● **Estratto della fonte**:
————
L’Italia ha in vigore dal giugno del 2012 un “Accordo di cooperazione militare” col Kazakistan e risultano essere in corso esportazioni di armi e sistemi militari italiani. Secondo i dati ufficiali delle Relazioni governative al Parlamento esaminati da OPAL negli ultimi dieci anni l’Italia ha autorizzato esportazioni di armi e materiali militari al Kazakistan per oltre 1,7 milioni di euro. Si tratta principalmente di “armi e armi automatiche” e “munizioni”. Nel solo 2020 (ultimo anno per cui è possibile reperire i dati) il Kazakistan ha acquistato munizioni Fiocchi (32.000 cartucce calibro 5.56 e 4.015 cartucce cal. 12 per canna liscia) e armi per uso militare dalla Beretta (28 pistole mitragliatrici PMX calibro 9×19 con numerose parti di ricambio e caricatori supplementari).
————
● **Estratti di dati**:
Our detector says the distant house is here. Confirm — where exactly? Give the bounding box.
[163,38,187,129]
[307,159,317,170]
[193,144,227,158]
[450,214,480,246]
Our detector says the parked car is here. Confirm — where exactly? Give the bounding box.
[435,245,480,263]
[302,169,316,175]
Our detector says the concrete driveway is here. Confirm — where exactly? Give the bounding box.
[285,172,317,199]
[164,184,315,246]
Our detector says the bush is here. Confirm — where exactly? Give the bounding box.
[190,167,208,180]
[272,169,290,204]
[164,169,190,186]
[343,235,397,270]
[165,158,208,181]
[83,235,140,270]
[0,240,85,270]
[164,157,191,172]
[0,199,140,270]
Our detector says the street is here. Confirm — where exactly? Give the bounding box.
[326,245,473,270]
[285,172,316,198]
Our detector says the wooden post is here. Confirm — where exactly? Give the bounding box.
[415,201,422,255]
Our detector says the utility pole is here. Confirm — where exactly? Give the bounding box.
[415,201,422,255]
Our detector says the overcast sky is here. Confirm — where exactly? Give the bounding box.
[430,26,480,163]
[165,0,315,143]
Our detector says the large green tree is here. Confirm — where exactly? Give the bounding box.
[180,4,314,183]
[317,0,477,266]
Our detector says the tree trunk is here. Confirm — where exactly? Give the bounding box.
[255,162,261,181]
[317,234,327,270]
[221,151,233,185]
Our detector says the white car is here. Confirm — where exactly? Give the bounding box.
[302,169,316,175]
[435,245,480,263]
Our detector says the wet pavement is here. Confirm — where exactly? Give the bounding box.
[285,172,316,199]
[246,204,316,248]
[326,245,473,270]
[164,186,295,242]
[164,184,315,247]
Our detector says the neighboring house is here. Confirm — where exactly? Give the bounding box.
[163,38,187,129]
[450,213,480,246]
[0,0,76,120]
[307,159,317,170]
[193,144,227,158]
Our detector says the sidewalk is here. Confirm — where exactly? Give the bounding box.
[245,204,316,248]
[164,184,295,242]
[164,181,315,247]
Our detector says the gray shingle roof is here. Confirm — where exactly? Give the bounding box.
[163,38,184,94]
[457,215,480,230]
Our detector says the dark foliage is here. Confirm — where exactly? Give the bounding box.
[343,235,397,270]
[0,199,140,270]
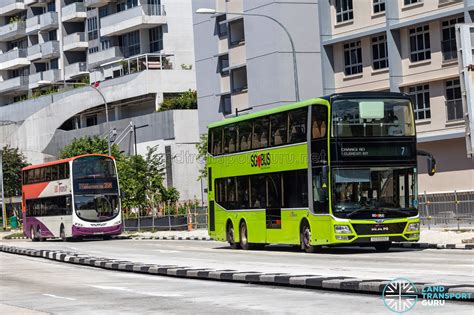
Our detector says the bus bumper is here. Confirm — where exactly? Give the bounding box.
[72,224,122,237]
————
● **Compito da svolgere**:
Ripeti per intero e senza alcuna modifica il testo sulle esportazioni di armi italiane verso il Kazakistan.

● **Risposta corretta**:
L’Italia ha in vigore dal giugno del 2012 un “Accordo di cooperazione militare” col Kazakistan e risultano essere in corso esportazioni di armi e sistemi militari italiani. Secondo i dati ufficiali delle Relazioni governative al Parlamento esaminati da OPAL negli ultimi dieci anni l’Italia ha autorizzato esportazioni di armi e materiali militari al Kazakistan per oltre 1,7 milioni di euro. Si tratta principalmente di “armi e armi automatiche” e “munizioni”. Nel solo 2020 (ultimo anno per cui è possibile reperire i dati) il Kazakistan ha acquistato munizioni Fiocchi (32.000 cartucce calibro 5.56 e 4.015 cartucce cal. 12 per canna liscia) e armi per uso militare dalla Beretta (28 pistole mitragliatrici PMX calibro 9×19 con numerose parti di ricambio e caricatori supplementari).